> **GIVEN TASK**:
Rewrite every line of the listing below as a numbered list, omitting any blank lines.

* BEGIN DATASET EXTRACT *

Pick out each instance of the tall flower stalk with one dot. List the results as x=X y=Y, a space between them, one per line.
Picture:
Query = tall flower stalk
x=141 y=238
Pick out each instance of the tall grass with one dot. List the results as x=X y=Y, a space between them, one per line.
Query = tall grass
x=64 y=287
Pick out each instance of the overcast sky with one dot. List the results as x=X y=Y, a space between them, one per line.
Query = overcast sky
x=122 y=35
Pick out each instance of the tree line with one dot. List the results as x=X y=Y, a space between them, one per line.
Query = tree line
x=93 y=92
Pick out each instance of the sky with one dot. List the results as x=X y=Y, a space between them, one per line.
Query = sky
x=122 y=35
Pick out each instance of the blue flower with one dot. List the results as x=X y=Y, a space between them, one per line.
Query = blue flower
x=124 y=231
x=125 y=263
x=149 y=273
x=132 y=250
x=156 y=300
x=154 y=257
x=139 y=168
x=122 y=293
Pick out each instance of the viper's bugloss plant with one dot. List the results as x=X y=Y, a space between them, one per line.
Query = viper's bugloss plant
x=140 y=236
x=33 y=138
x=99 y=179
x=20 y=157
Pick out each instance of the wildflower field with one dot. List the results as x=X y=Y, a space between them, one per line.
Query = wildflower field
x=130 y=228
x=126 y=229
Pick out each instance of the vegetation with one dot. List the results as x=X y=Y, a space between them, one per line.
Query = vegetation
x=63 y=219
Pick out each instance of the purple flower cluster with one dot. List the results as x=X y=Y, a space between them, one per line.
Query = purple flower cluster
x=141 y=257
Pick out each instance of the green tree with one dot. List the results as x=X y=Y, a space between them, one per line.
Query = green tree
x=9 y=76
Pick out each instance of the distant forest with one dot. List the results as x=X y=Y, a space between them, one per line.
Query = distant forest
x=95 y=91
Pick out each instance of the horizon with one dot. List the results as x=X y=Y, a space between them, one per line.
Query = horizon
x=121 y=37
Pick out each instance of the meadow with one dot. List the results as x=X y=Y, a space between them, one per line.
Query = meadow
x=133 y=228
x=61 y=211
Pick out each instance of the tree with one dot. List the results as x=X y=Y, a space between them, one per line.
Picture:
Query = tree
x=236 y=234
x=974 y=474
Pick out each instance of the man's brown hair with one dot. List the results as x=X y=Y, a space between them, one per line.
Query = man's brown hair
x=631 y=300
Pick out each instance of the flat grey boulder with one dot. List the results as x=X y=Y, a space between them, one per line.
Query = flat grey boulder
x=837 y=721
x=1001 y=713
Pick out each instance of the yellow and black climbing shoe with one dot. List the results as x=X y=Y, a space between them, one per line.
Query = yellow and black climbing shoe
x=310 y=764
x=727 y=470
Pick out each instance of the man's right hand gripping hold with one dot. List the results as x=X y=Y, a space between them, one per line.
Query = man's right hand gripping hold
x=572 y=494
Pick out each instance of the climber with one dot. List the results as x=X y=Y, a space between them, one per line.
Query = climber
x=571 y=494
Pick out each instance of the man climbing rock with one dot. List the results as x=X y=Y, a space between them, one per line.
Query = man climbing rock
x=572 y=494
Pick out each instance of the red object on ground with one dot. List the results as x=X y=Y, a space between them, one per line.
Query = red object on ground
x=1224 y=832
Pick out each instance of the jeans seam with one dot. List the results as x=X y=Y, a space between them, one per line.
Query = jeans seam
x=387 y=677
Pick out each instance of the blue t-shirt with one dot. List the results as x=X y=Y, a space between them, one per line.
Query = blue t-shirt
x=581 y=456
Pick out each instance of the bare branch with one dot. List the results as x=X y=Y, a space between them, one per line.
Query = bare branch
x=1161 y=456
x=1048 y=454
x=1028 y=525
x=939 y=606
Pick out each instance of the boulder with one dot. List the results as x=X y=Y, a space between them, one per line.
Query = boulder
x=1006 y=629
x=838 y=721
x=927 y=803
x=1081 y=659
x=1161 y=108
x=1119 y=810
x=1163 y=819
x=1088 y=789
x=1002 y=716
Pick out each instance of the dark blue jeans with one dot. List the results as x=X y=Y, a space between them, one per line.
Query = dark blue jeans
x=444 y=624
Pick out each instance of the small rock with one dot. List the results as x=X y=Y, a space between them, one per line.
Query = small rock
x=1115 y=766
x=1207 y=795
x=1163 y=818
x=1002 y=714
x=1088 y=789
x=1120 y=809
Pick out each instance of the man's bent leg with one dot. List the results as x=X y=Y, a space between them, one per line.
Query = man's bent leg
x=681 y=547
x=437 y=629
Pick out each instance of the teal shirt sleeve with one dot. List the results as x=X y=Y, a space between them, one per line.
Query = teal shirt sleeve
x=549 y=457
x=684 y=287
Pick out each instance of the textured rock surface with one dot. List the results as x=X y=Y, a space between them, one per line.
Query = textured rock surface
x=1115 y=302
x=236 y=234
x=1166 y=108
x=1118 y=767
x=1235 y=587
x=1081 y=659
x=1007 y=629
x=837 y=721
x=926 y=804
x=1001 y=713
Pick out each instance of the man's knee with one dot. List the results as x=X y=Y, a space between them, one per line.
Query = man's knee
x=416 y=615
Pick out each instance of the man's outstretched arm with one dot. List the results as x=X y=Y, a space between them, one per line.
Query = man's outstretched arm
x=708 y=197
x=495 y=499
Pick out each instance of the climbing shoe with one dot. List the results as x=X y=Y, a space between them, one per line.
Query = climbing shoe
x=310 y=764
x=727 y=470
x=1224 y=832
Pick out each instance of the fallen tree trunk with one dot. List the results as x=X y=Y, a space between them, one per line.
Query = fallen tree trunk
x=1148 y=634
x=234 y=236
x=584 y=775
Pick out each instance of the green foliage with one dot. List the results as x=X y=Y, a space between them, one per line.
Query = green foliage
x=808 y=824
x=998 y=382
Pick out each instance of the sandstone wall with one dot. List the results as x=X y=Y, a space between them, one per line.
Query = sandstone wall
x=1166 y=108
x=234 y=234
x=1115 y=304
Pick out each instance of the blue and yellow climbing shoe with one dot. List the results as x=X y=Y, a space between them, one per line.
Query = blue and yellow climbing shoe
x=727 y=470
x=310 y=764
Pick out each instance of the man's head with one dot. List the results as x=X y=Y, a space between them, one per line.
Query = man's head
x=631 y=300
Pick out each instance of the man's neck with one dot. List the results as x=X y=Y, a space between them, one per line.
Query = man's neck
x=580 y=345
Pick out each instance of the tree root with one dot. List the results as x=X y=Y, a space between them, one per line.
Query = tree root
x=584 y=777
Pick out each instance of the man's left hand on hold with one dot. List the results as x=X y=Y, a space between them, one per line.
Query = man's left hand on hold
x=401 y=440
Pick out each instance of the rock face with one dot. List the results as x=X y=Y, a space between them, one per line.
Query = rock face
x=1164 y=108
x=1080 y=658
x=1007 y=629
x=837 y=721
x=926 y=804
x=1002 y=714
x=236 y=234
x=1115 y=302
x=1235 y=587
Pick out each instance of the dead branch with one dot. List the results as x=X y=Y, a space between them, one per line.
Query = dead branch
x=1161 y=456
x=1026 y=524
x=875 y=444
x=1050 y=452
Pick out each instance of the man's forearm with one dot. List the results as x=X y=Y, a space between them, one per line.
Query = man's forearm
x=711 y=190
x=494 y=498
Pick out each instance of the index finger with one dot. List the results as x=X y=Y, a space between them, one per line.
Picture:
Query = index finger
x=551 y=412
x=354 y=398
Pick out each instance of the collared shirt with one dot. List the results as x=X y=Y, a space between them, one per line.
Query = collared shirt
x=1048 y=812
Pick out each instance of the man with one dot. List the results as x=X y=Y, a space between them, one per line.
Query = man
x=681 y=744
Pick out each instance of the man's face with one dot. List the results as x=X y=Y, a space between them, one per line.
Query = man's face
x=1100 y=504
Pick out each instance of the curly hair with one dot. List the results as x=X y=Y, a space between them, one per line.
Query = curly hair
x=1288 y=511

* END DATASET EXTRACT *

> **RESPONSE FOR THIS EXERCISE**:
1. Pick out each instance of the tall flower stalk with one dot. List the results as x=X y=Y, a space between them, one per line.
2. Picture:
3. Query = tall flower stalk
4. x=141 y=238
5. Pick out each instance of the tall grass with one dot. List the results as x=X y=Y, a space between them, one per line.
6. Query = tall grass
7. x=64 y=287
8. Pick out each instance of the overcast sky with one dot. List the results as x=X y=Y, a space between them, one per line.
9. Query = overcast sky
10. x=122 y=35
11. Pick out each instance of the tree line with one dot. List the results as x=X y=Y, a space between them, one per line.
12. Query = tree line
13. x=93 y=92
14. Pick out each instance of the sky with one dot. List the results as x=X y=Y, a space between them, one per line.
15. Query = sky
16. x=122 y=35
17. Pick out each instance of the blue flower with one dot. List the results as x=X y=Y, a space between them, one per line.
18. Query = blue flower
19. x=124 y=231
20. x=125 y=263
21. x=149 y=273
22. x=132 y=250
23. x=156 y=300
24. x=154 y=257
25. x=139 y=168
26. x=122 y=293
27. Pick out each instance of the viper's bugloss plant with one dot. List the results as x=X y=Y, a space between them, one per line.
28. Query = viper's bugloss plant
29. x=140 y=236
30. x=33 y=138
31. x=99 y=179
32. x=20 y=157
33. Pick out each instance of the wildflower field with one dot. List the results as x=X y=Y, a space between them, one per line.
34. Query = wildflower field
35. x=130 y=228
36. x=126 y=229
37. Pick out each instance of the vegetation with one dot. List the results as x=X y=Y, a space between them, one per line.
38. Query = vegetation
39. x=63 y=219
40. Pick out each instance of the purple flower cluster with one dot. List the results as x=X y=Y, a space between them, one per line.
41. Query = purple flower cluster
42. x=141 y=257
43. Pick out each instance of the green tree with one dot. List the results as x=X y=Y, a space between them, one per line.
44. Query = green tree
45. x=9 y=76
46. Pick out each instance of the distant forest with one dot. List the results as x=X y=Y, a space between them, one per line.
47. Query = distant forest
48. x=95 y=91
49. Pick out each instance of the horizon with one dot. List the results as x=X y=Y, a space between them, one per line.
50. Query = horizon
51. x=121 y=37
52. Pick out each instance of the meadow with one dot. List the results as x=X y=Y, a space between them, one per line.
53. Query = meadow
54. x=133 y=228
55. x=61 y=211
56. Pick out each instance of the tree with one dot. List the results as x=X y=Y, a space between them, one per line.
57. Picture:
58. Query = tree
59. x=236 y=234
60. x=974 y=474
61. Pick out each instance of the man's brown hair with one dot. List the results as x=X y=Y, a space between them, one per line.
62. Query = man's brown hair
63. x=631 y=300
64. Pick out each instance of the flat grey boulder with one dot. List the results as x=X y=Y, a space between them, one per line.
65. Query = flat grey boulder
66. x=837 y=721
67. x=1001 y=713
68. Pick out each instance of the yellow and black climbing shoe with one dot. List the results as x=X y=Y, a space between them, one per line.
69. Query = yellow and black climbing shoe
70. x=310 y=764
71. x=727 y=470
72. Pick out each instance of the man's right hand gripping hold with one dot. List the results as x=X y=Y, a space between them, one per line.
73. Query = man's right hand gripping hold
74. x=572 y=494
75. Pick out each instance of the climber with one dot. List the results as x=X y=Y, a space between them, one per line.
76. Query = climber
77. x=571 y=494
78. Pick out each instance of the man climbing rock with one dot. List the results as x=X y=Y, a space between them, one per line.
79. Query = man climbing rock
80. x=572 y=494
81. Pick out each instance of the red object on ground with one dot. List the results as x=X y=Y, a space between them, one per line.
82. Query = red object on ground
83. x=1224 y=832
84. Pick out each instance of the jeans seam with one dot. List the results as x=X y=Y, a space between them, one per line.
85. Query = jeans seam
86. x=387 y=677
87. Pick out each instance of the blue t-shirt with one dot. List the results as x=X y=Y, a space between them, one per line.
88. Query = blue t-shirt
89. x=581 y=456
90. Pick out each instance of the bare branch with one dot. List the results as x=X y=Y, a space between them, one per line.
91. Query = bare branch
92. x=1161 y=456
93. x=1048 y=454
94. x=1028 y=525
95. x=939 y=606
96. Pick out each instance of the boulder with one dot. List the results as x=X y=Y, a space between them, one per line.
97. Query = boulder
98. x=1006 y=629
99. x=838 y=721
100. x=927 y=803
101. x=1081 y=659
102. x=1161 y=108
103. x=1119 y=810
104. x=1163 y=819
105. x=1088 y=789
106. x=1002 y=716
107. Pick out each instance of the dark blue jeans with one dot. List the results as x=X y=Y, a space between them, one per line.
108. Query = dark blue jeans
109. x=444 y=624
110. Pick out each instance of the small rock with one dot. List the results as x=X y=Y, a space between them, one per line.
111. Query = small rock
112. x=1115 y=766
113. x=1207 y=795
114. x=1163 y=818
115. x=1002 y=714
116. x=1088 y=789
117. x=1120 y=809
118. Pick out each instance of the man's bent leg with one dot. List the results as x=X y=Y, a space between them, one per line.
119. Query = man's bent leg
120. x=681 y=547
121. x=437 y=629
122. Pick out each instance of the teal shirt sleeve with one dot. List the results as x=X y=Y, a space between them, one per line.
123. Query = teal shirt sleeve
124. x=549 y=457
125. x=684 y=287
126. Pick out each instance of the textured rock surface with one dot. List the results as x=X y=Y, a space between them, one per line.
127. Query = textured rock surface
128. x=1115 y=302
129. x=236 y=234
130. x=1166 y=108
131. x=1118 y=767
132. x=1235 y=587
133. x=1081 y=659
134. x=1007 y=629
135. x=837 y=721
136. x=926 y=804
137. x=1001 y=713
138. Pick out each instance of the man's knee with one dot. List the results as x=X y=Y, a space between them, one per line.
139. Query = man's knee
140. x=416 y=615
141. Pick out each instance of the man's outstretched arm with one dot. List the results as x=X y=Y, a space between them, one per line.
142. Query = man's outstretched arm
143. x=708 y=197
144. x=495 y=499
145. Pick out each instance of the climbing shoe with one dot. List the results as x=X y=Y, a space between them, one per line.
146. Query = climbing shoe
147. x=310 y=764
148. x=727 y=470
149. x=1224 y=832
150. Pick out each instance of the fallen tree trunk with one dot. List the results as x=X y=Y, a space between them, one per line.
151. Query = fallen tree trunk
152. x=1148 y=634
153. x=234 y=236
154. x=584 y=775
155. Pick out each instance of the green foliage with one dot. List the results as x=X y=Y, a space between them, one per line.
156. Query = green foliage
157. x=808 y=824
158. x=998 y=382
159. Pick out each instance of the sandstone wall with one dot. List the results as x=X y=Y, a space between them, one per line.
160. Query = sandstone wall
161. x=1166 y=108
162. x=234 y=234
163. x=1115 y=304
164. Pick out each instance of the blue and yellow climbing shoe with one dot. List the results as x=X y=Y, a space between them, one per line.
165. Query = blue and yellow climbing shoe
166. x=727 y=470
167. x=310 y=764
168. Pick out each instance of the man's head with one dot. List the results as x=X y=Y, a space between them, one per line.
169. Query = man's head
170. x=631 y=300
171. Pick out each instance of the man's neck with one dot. List the results as x=X y=Y, a space between them, one per line.
172. Query = man's neck
173. x=580 y=345
174. Pick out each instance of the tree root with one dot. List the results as x=X y=Y, a space between them, one per line.
175. Query = tree root
176. x=584 y=777
177. Pick out each instance of the man's left hand on hold with one dot. List the results as x=X y=Y, a space between them, one per line.
178. Query = man's left hand on hold
179. x=401 y=440
180. Pick out each instance of the rock face with one dot. List the results as x=X y=Y, a space between them, one per line.
181. Query = rock face
182. x=1164 y=108
183. x=1080 y=658
184. x=1007 y=629
185. x=837 y=721
186. x=926 y=804
187. x=1002 y=714
188. x=236 y=234
189. x=1115 y=302
190. x=1235 y=587
191. Pick out each instance of the dead branch with one dot. List the results as x=X y=Y, a space between them, one per line.
192. Query = dead branch
193. x=1161 y=456
194. x=1026 y=524
195. x=875 y=444
196. x=1050 y=452
197. Pick out each instance of the man's forearm with one dot. List the results as x=X y=Y, a space between them, one per line.
198. Query = man's forearm
199. x=711 y=190
200. x=494 y=498
201. Pick out each instance of the index finger with one dot. List the results as x=X y=Y, a space between them, one per line.
202. Picture:
203. Query = index finger
204. x=551 y=412
205. x=354 y=398
206. Pick out each instance of the collared shirt with one dot. List the results as x=X y=Y, a space between them, one per line.
207. Query = collared shirt
208. x=1048 y=812
209. Pick out each instance of the man with one dot. List the results as x=X y=Y, a space between them, one per line.
210. Query = man
211. x=681 y=744
212. Pick out each instance of the man's face with one dot. List the results as x=X y=Y, a space between them, one per line.
213. Query = man's face
214. x=1100 y=504
215. Pick out each instance of the curly hair with one dot. List the results as x=X y=Y, a space between them, one per line.
216. Query = curly hair
217. x=1288 y=511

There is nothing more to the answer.